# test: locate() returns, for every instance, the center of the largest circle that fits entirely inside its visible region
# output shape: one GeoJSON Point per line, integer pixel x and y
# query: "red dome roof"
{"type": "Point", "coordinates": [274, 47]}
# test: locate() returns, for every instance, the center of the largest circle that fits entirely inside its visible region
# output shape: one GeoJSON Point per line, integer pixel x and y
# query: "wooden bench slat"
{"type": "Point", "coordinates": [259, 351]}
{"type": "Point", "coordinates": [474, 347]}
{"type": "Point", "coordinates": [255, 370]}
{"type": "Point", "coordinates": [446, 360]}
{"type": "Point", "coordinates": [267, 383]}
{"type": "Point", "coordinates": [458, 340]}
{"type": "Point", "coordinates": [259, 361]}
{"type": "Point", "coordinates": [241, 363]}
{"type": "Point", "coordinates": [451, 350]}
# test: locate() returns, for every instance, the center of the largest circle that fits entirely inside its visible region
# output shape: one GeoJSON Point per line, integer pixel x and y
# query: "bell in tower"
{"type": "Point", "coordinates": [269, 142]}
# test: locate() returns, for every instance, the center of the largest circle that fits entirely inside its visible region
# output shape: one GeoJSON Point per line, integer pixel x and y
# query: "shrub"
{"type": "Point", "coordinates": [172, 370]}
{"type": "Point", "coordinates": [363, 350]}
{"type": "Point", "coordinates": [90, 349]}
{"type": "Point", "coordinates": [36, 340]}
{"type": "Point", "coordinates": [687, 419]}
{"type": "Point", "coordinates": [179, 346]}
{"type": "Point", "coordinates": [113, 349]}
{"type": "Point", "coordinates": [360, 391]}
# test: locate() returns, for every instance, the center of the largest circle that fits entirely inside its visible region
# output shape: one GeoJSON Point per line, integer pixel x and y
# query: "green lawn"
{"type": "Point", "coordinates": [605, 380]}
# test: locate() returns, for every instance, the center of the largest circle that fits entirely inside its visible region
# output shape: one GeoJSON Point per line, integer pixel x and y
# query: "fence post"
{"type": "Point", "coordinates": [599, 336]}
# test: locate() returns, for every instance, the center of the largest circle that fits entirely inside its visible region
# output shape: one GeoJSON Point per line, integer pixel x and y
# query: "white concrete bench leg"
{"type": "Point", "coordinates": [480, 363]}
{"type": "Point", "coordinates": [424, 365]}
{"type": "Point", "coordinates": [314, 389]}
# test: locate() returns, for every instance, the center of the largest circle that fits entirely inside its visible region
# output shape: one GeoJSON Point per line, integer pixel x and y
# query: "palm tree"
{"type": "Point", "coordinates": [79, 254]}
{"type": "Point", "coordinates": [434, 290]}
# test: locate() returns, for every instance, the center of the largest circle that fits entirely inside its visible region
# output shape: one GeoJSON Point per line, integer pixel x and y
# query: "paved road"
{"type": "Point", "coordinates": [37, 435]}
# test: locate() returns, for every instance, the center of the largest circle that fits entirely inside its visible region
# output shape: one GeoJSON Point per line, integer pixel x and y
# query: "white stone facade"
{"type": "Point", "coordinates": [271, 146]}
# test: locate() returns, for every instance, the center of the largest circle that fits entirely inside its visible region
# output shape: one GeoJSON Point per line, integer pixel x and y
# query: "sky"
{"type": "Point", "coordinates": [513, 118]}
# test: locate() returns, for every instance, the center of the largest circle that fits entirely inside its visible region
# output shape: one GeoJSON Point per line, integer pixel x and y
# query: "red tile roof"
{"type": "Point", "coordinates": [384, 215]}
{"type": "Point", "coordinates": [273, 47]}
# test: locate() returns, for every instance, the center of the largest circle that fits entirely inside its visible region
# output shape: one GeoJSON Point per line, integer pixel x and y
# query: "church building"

_To do_
Please repeat the listing exactly, with nothing left out.

_Task answer_
# test: locate() returns, for every instance, the center of the largest circle that fits entirely inside its visible region
# output shape: one GeoJSON Point per line, integer pixel x and y
# query: "red dome roof"
{"type": "Point", "coordinates": [274, 47]}
# test: locate() returns, for every instance, the center of the largest circle that fits entirely inside its visible region
# output shape: one GeoJSON Point per line, integer pixel x and y
# query: "wooden bench slat"
{"type": "Point", "coordinates": [259, 351]}
{"type": "Point", "coordinates": [474, 347]}
{"type": "Point", "coordinates": [255, 370]}
{"type": "Point", "coordinates": [446, 360]}
{"type": "Point", "coordinates": [267, 383]}
{"type": "Point", "coordinates": [458, 340]}
{"type": "Point", "coordinates": [259, 361]}
{"type": "Point", "coordinates": [241, 363]}
{"type": "Point", "coordinates": [451, 350]}
# test: locate() returns, for every instance, the center of the largest circle that fits entirely inside its visible region
# output shape: one GeoJSON Point per line, integer pixel x and y
# query: "bell in tower"
{"type": "Point", "coordinates": [269, 142]}
# test: locate() returns, for every instance, the center of the largest circle that fits entirely inside its visible region
# output shape: one GeoJSON Point per line, integer pixel x and y
# query: "shrub"
{"type": "Point", "coordinates": [172, 370]}
{"type": "Point", "coordinates": [363, 350]}
{"type": "Point", "coordinates": [90, 349]}
{"type": "Point", "coordinates": [36, 340]}
{"type": "Point", "coordinates": [687, 419]}
{"type": "Point", "coordinates": [179, 346]}
{"type": "Point", "coordinates": [113, 349]}
{"type": "Point", "coordinates": [360, 391]}
# test: locate() returns, for every instance, the center of the largest circle that fits entirely inside its visible region
# output shape: one GeoJSON Point per line, integer pixel x and y
# query: "green lawn"
{"type": "Point", "coordinates": [605, 380]}
# test: locate() returns, for every instance, the center of the largest circle that fits entirely inside its visible region
# output shape: one GeoJSON Point per line, integer pixel x and y
# query: "fence post"
{"type": "Point", "coordinates": [599, 336]}
# test: locate() returns, for every instance, the center of the largest circle that fits entirely inside its visible region
# output shape: one GeoJSON Point per line, integer pixel x and y
# query: "white concrete bench leg"
{"type": "Point", "coordinates": [480, 363]}
{"type": "Point", "coordinates": [424, 365]}
{"type": "Point", "coordinates": [314, 389]}
# test: locate() returns, for every instance, the center of the largest circle that fits entirely inside its visible region
# output shape: one GeoJSON Point per line, integer pixel x and y
# query: "palm tree"
{"type": "Point", "coordinates": [79, 254]}
{"type": "Point", "coordinates": [434, 290]}
# test: locate() returns, for every instance, the center of the largest circle that fits entirely inside its visible region
# output shape: one GeoJSON Point per line, integer pixel x and y
# query: "paved road"
{"type": "Point", "coordinates": [37, 435]}
# test: locate() returns, for every instance, the center of the largest circle that fits entirely inside its visible region
# output shape: one GeoJSON Point per line, integer pixel x and y
# query: "white stone facade"
{"type": "Point", "coordinates": [271, 146]}
# test: locate() returns, for every instance, the center of the largest circle that fits entirely inside its visible region
# output shape: one GeoJSON Point per line, integer pixel x and y
# query: "sky"
{"type": "Point", "coordinates": [513, 118]}
# test: locate() returns, for every instance, the center of the largest circle that fits entirely inside its visible region
# output shape: one GeoJSON Point per line, integer pixel x and y
# query: "red tile roof"
{"type": "Point", "coordinates": [384, 215]}
{"type": "Point", "coordinates": [273, 47]}
# test: locate() returns, for every instance, the center of the largest circle that fits entirely inside its visible region
# output shape: one GeoJSON Point per line, integer pixel x and y
# query: "church building"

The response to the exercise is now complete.